# Data lines start
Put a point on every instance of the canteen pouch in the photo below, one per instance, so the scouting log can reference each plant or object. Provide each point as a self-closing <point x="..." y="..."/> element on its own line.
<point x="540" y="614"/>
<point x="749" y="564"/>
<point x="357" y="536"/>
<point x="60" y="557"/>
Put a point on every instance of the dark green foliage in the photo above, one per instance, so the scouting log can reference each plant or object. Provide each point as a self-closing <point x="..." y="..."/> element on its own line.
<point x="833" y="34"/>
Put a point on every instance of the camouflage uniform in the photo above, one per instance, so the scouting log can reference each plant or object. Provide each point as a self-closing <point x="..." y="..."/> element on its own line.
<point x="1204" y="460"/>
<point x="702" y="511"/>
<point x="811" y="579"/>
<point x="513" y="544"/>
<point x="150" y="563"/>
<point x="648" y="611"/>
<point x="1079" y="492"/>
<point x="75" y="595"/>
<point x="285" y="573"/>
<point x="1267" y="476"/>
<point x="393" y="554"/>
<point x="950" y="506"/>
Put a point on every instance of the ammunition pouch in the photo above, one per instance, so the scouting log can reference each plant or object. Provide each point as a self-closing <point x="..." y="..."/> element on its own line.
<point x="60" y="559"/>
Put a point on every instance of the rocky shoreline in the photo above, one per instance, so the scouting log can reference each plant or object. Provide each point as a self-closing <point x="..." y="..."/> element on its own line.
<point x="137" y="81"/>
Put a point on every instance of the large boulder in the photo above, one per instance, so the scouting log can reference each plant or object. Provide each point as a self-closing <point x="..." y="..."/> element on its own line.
# Data lines end
Render everything from the line containing "Put a point on every instance of the dark" down to the end of the data above as a Markdown table with two columns, No. and Text, where each row holds a running number and one line, and blank lines are omitted.

Problem solution:
| No. | Text |
|---|---|
| 1 | Put a point on every instance of the dark green foliage in the photo above, one per instance, so the scouting log can reference each plant or object. Provide each point as a self-closing <point x="..." y="..."/> element on its own line. |
| 2 | <point x="833" y="34"/> |
| 3 | Put a point on every instance of the camouflage uniform in the photo above, one per instance, so the scouting log can reference each plant or object. Provide each point as a self-closing <point x="..." y="..."/> element on its own line. |
| 4 | <point x="1204" y="460"/> |
| 5 | <point x="702" y="511"/> |
| 6 | <point x="811" y="579"/> |
| 7 | <point x="513" y="544"/> |
| 8 | <point x="150" y="563"/> |
| 9 | <point x="648" y="611"/> |
| 10 | <point x="1079" y="492"/> |
| 11 | <point x="75" y="595"/> |
| 12 | <point x="285" y="573"/> |
| 13 | <point x="1267" y="476"/> |
| 14 | <point x="393" y="554"/> |
| 15 | <point x="950" y="506"/> |
| 16 | Put a point on every instance of the ammunition pouch in the photo above, one per instance, so the scouting log can reference each plant or object. Provide each point as a self-closing <point x="..." y="..."/> element on its own line. |
| 17 | <point x="60" y="559"/> |
| 18 | Put a point on every instance of the rocky shoreline in the photo above, one per instance, so the scouting log can reference each plant or object. Provide each point as a self-closing <point x="..." y="..."/> element on its own line. |
| 19 | <point x="137" y="81"/> |
| 20 | Put a point on every instance of the large boulder in the photo above, one per instance, so the scouting log can reference each plant or object. Provide each point as a self-closing <point x="..." y="..."/> element on its own line. |